Welcome to Just Old Flies

Welcome to 'just old flies,' a section of methods and flies that used-to-be. These flies were tied with the only materials available. Long before the advent of 'modern' tying materials, they were created and improved upon at a far slower pace than todays modern counterparts; limited by materials available and the tiers imagination.

Once long gone, there existed a 'fraternity' of anglers who felt an obligation to use only the 'standard' patterns of the day. We hope to bring a bit of nostalgia to these pages and to you. And sometimes what you find here will not always be about fishing. Perhaps you will enjoy them. Perhaps you will fish the flies. Perhaps . .


Part Thirty-three

The Magic in Fly Design, Concluded

By Ken Abrames


One dark and stormy night, while fishing a beach on Martha's Vineyard, I saw what felt to me like a touch of orange and blue flash in the water and I became intrigued. I looked to where I had noticed it in the water and turned on my flashlight. There was a swarm of squid milling in the shallow water.

Later, I tied some flies with the orange and blue color note. I shaped them and built them from the idea of orange and blue flash at night equals squid to me, perhaps? The fly was the question and eventually with a little tweaking, it was answered by the fish with a yes. Is this the only question the fish say yes to? No! So I continue to find more questions. I choose to view it this way because it allows me the freedom to not have answers to depend on - only more and more questions. This attitude prevents me from becoming stale and rigid in my opinions and becoming fixed into a routine that excludes new ways of seeing familiar phenomena. It keeps me continuously fluid and always seeking what I have overlooked before.

**GOAL**: In the fly design article, what did the author find in the water after turning on the flashlight?

**DATASET RECORDS**:

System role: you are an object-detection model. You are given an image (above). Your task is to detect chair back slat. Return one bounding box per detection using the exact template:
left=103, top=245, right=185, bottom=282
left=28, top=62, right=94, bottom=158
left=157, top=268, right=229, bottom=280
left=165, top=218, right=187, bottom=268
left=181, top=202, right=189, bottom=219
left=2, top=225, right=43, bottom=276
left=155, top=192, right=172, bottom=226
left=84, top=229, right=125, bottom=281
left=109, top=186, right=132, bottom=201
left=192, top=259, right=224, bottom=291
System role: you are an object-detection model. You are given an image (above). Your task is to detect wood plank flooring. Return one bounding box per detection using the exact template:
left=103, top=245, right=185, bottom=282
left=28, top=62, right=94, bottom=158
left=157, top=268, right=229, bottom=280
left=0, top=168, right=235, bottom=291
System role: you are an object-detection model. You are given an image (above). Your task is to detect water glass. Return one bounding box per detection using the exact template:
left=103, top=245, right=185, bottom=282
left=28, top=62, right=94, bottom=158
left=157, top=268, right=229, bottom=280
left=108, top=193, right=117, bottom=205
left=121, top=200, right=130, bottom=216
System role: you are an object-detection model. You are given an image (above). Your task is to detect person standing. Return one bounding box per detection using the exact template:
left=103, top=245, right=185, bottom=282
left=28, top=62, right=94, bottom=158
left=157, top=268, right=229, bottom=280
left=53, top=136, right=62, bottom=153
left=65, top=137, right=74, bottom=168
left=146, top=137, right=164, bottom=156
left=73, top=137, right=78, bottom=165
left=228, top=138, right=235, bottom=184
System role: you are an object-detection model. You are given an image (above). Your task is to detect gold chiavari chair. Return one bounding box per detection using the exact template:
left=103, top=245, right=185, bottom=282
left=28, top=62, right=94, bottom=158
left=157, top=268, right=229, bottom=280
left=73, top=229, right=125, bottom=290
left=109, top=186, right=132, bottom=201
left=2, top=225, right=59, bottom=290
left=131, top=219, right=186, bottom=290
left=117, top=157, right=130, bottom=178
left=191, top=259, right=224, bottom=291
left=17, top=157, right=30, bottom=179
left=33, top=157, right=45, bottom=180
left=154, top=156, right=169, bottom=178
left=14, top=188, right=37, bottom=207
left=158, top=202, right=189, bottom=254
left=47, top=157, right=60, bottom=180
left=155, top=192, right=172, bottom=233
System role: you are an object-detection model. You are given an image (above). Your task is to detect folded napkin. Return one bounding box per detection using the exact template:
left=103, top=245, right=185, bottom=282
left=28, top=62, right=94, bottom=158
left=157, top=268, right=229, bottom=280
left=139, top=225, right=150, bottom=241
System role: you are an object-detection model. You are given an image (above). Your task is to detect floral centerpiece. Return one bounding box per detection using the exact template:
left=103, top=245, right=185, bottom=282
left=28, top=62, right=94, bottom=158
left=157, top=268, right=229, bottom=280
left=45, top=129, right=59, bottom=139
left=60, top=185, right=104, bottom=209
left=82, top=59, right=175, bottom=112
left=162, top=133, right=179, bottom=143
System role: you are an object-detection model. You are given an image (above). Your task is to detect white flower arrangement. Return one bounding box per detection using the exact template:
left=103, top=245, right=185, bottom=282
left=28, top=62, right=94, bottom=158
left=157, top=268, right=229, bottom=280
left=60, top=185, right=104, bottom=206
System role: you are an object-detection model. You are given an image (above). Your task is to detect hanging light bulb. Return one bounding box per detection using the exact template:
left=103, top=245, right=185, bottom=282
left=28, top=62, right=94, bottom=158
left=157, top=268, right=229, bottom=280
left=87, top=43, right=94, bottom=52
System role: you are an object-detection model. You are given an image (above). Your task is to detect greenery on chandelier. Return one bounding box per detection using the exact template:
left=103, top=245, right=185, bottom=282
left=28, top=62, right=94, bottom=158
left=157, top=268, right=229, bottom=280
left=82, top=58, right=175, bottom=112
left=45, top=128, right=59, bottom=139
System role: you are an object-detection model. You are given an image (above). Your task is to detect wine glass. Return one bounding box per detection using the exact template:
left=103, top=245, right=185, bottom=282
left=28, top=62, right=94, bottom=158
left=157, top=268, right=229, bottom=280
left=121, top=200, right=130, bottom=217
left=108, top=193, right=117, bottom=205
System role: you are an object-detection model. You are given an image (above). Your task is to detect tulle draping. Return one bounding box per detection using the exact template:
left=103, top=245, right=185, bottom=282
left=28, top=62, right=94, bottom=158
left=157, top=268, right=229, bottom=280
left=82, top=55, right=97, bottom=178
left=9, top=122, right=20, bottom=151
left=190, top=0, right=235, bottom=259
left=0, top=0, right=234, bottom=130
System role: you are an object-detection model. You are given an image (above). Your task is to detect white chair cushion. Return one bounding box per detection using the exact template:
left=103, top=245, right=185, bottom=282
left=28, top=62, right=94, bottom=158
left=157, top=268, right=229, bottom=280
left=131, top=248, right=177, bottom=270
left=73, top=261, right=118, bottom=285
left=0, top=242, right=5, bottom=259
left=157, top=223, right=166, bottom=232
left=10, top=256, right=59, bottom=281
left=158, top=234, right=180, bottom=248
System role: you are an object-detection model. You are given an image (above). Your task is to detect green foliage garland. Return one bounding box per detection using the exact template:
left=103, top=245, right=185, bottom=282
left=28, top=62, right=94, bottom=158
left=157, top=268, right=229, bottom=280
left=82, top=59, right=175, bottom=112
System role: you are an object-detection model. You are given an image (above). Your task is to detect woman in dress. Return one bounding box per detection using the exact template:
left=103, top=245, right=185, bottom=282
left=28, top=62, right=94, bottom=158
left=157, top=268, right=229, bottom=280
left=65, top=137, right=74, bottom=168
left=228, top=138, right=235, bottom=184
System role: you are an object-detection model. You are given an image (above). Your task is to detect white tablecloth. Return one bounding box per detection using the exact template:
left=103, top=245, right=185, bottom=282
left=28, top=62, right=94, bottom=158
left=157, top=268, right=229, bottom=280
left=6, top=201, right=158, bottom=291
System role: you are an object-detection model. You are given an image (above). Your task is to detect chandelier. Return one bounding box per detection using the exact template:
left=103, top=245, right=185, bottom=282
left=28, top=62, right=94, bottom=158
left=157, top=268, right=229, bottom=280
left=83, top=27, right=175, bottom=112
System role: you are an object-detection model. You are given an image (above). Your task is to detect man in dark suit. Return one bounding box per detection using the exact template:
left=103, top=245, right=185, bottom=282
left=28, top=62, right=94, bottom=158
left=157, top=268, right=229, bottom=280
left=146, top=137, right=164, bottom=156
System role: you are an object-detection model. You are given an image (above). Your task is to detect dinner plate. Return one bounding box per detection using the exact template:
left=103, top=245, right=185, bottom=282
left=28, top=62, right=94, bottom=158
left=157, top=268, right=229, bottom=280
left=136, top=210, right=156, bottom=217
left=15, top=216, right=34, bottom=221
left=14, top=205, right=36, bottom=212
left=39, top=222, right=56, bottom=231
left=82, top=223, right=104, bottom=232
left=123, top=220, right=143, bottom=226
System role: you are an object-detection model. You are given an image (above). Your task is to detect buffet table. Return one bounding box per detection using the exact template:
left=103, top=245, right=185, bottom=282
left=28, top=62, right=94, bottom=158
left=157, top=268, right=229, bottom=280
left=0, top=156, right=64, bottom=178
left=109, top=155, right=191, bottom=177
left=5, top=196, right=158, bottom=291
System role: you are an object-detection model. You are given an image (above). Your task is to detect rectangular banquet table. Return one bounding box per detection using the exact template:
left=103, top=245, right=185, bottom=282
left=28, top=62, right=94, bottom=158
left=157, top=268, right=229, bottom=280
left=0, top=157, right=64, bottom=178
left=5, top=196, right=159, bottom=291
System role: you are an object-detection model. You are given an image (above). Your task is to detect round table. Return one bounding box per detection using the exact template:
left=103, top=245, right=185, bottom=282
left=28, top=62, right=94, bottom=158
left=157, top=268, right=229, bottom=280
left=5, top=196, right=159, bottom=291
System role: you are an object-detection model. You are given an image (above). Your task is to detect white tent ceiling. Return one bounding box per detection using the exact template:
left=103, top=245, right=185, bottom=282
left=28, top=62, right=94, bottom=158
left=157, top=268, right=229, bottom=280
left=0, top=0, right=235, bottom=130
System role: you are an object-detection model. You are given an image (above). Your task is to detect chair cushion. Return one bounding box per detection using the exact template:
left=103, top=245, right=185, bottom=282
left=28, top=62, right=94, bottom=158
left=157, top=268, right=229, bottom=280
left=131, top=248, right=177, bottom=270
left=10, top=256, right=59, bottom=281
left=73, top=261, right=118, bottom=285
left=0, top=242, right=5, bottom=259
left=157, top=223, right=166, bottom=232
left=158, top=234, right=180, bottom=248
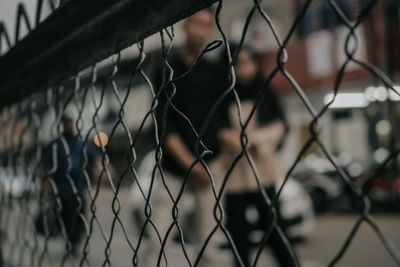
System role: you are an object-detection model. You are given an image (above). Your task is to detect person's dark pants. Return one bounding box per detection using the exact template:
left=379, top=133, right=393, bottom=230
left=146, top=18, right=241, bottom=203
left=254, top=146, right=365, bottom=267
left=60, top=197, right=86, bottom=247
left=226, top=186, right=296, bottom=267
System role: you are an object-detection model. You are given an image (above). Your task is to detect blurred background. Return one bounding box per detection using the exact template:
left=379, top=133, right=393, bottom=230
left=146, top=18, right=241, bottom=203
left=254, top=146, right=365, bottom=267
left=0, top=0, right=400, bottom=266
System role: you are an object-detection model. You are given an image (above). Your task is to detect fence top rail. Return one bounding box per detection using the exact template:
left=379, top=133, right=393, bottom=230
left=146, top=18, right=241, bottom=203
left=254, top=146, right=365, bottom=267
left=0, top=0, right=216, bottom=108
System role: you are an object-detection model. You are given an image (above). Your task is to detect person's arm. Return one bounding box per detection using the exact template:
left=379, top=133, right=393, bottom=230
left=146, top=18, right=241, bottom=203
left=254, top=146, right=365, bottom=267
left=164, top=133, right=210, bottom=187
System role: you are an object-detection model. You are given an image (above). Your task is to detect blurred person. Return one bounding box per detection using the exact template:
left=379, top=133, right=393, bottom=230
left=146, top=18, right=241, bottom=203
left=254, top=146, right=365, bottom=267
left=219, top=45, right=295, bottom=267
left=36, top=109, right=100, bottom=255
left=145, top=9, right=224, bottom=267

**EXERCISE RESULT**: A swarm of squid milling in the shallow water.